- **PAGE**:
Zero-Copy Lakehouse Building Block¶

The Zero-Copy Lakehouse building block enables seamless querying across databases, warehouses, and cloud object stores without data duplication, reducing costs and latency.

What is Zero-Copy Lakehouse?¶

A Zero-Copy Lakehouse is a data architecture approach where multiple analytics, AI, and ML tools can access and process the same underlying data without duplicating or moving it across systems.

Instead of copying data between warehouses, lakes, and ML pipelines, a zero-copy approach enables shared access with governance and performance optimizations.

Why It Matters¶

Traditional setups involve ETL (Extract, Transform, Load) pipelines that duplicate data into multiple systems, leading to:

Higher storage costs
Governance risks
Data inconsistencies
Processing delays

Zero-copy lakehouse eliminates data silos by providing a single source of truth for BI, AI, ML, and analytics workloads.

Benefits¶

Key Advantages

Cost Savings: No redundant storage costs
Faster Insights: Avoids ETL delays
Single Source of Truth: Reduces risk of inconsistent data
Flexibility: Multiple engines/tools access the same data
Governance: One layer controls access everywhere

IBM watsonx.data & Zero Copy¶

In the IBM watsonx.data lakehouse:

Built on open table formats (Iceberg/Delta)

- **TO BE DONE**:
a) According to the zero-copy lakehouse page, what problems result from ETL pipelines that duplicate data into multiple systems? List them.
b) Carry on writing the zero-copy lakehouse page from its last line onward.

Photo object pointing records

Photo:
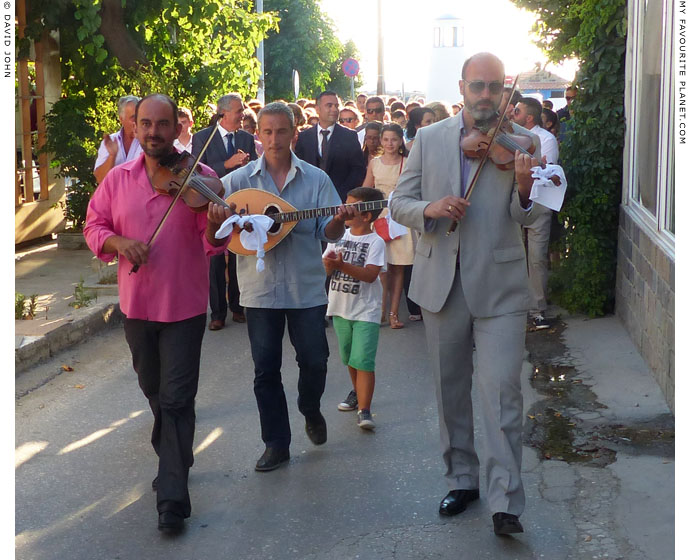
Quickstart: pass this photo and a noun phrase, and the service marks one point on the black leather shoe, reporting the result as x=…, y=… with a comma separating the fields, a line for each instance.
x=506, y=524
x=456, y=501
x=315, y=427
x=170, y=522
x=272, y=458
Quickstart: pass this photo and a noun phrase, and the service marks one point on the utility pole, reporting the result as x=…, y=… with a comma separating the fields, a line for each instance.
x=261, y=92
x=380, y=82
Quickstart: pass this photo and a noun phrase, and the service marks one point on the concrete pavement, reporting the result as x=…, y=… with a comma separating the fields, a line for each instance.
x=84, y=464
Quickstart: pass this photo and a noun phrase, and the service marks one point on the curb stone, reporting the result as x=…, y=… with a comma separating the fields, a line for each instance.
x=91, y=320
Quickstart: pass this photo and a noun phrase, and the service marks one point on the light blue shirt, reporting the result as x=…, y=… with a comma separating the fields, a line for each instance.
x=293, y=277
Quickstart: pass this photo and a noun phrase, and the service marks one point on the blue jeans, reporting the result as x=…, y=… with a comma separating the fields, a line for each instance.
x=308, y=336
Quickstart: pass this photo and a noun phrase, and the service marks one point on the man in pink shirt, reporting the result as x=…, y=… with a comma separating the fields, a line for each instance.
x=165, y=301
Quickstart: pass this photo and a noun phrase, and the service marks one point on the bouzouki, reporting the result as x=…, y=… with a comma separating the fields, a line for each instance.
x=284, y=215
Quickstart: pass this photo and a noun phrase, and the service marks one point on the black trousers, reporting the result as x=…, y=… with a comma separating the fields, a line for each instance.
x=219, y=298
x=166, y=358
x=412, y=307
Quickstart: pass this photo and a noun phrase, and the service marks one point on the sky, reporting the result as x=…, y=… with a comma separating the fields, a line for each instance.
x=497, y=26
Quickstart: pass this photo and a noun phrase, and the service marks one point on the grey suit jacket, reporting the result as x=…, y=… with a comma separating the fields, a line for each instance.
x=492, y=260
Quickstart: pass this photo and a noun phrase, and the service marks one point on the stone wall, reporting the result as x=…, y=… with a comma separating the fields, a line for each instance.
x=645, y=300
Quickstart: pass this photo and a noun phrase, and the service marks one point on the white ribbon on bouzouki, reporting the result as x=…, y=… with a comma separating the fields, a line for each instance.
x=545, y=191
x=254, y=240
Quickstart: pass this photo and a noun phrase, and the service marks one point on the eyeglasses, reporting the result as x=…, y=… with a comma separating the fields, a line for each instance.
x=479, y=86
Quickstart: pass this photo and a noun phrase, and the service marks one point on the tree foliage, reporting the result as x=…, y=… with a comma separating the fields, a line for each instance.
x=339, y=82
x=193, y=50
x=592, y=153
x=306, y=42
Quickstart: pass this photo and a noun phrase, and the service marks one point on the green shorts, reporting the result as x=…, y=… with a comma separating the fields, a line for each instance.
x=357, y=341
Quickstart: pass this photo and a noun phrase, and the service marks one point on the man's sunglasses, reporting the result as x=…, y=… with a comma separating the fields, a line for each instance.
x=478, y=86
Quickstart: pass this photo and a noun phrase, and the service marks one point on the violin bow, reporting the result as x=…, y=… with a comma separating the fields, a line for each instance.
x=179, y=192
x=473, y=182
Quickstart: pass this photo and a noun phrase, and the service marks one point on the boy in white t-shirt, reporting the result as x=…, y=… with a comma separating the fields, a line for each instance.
x=354, y=300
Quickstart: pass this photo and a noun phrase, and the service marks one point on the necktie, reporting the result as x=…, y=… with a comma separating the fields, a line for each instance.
x=324, y=148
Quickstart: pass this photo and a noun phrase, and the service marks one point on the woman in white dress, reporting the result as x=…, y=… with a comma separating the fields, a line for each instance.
x=383, y=172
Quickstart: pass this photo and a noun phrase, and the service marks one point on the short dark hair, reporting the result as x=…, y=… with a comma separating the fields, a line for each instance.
x=162, y=97
x=277, y=108
x=368, y=194
x=375, y=99
x=533, y=107
x=327, y=92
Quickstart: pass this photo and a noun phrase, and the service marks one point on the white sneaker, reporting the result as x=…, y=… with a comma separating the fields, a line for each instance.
x=364, y=420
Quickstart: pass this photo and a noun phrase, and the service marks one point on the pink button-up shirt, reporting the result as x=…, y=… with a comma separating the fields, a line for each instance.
x=173, y=284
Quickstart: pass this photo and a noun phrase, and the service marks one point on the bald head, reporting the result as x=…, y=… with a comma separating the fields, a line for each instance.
x=484, y=58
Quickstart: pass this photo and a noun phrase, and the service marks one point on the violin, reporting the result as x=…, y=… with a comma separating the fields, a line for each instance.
x=505, y=142
x=172, y=171
x=497, y=140
x=195, y=189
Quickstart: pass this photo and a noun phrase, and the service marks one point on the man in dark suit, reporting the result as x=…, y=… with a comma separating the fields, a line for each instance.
x=230, y=148
x=332, y=147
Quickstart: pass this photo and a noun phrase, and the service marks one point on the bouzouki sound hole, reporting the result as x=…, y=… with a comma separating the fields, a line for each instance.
x=272, y=209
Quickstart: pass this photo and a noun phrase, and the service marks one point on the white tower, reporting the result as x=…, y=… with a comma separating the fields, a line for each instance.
x=447, y=57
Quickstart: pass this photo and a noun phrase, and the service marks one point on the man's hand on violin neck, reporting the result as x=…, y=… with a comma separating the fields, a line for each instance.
x=237, y=159
x=217, y=214
x=452, y=207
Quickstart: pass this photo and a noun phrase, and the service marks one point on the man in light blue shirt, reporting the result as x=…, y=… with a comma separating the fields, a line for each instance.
x=290, y=288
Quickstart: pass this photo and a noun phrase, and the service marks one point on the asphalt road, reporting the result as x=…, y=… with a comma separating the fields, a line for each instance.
x=85, y=464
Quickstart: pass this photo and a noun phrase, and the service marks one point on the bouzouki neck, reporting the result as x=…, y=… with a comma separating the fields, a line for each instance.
x=298, y=215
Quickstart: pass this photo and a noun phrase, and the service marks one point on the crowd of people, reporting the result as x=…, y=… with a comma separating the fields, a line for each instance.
x=398, y=176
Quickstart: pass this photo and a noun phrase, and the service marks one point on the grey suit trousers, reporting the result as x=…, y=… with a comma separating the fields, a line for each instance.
x=500, y=343
x=538, y=234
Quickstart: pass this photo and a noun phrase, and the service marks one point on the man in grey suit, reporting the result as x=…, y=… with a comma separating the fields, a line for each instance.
x=472, y=284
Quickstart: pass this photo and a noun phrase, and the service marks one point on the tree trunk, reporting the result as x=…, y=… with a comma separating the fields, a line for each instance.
x=117, y=37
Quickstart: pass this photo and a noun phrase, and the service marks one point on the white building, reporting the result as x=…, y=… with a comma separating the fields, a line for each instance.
x=447, y=57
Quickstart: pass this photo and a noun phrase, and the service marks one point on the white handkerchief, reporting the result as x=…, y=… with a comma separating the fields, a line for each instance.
x=544, y=190
x=250, y=240
x=395, y=230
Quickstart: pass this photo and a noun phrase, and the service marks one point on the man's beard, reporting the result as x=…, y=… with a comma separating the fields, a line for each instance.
x=159, y=151
x=482, y=114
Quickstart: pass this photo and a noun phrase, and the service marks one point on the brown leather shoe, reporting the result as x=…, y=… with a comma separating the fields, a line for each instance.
x=239, y=318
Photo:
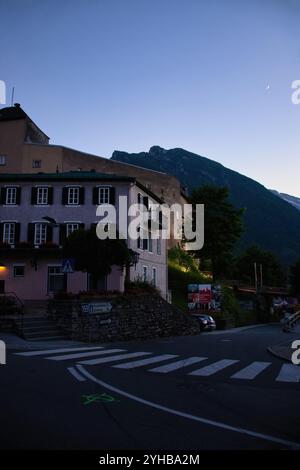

- **RESULTS OF THE EXERCISE**:
a)
Higher storage costs
Governance risks
Data inconsistencies
Processing delays

b)
Provides federated query capability (query S3, Db2, Cloud Object Storage, external warehouses, all in place)
Ensures zero-copy data access with no need to ETL into another system

Architecture¶

flowchart LR
    subgraph IBM_Cloud["IBM watsonx.data"]
        Engine["Presto Engine"]
    end

    COS["IBM Cloud Object Storage (COS)
cos_catalog"] --> Engine
    S3["Amazon S3
s3_catalog"] --> Engine
    DB2["DB2 OLTP
(db2_catalog)"] --> Engine

    Engine --> Queries["Federated SQL Queries"]
    Queries --> Users["Data Scientists / Analysts"]

Watsonx.data Setup Automation¶

The building block provides a Python script (watsonxdata_setup.py) that automates the setup of IBM watsonx.data resources using official APIs.

What Gets Configured¶

IBM Cloud Object Storage (COS) bucket
Amazon S3 bucket
DB2 Database connection (SaaS on IBM Cloud)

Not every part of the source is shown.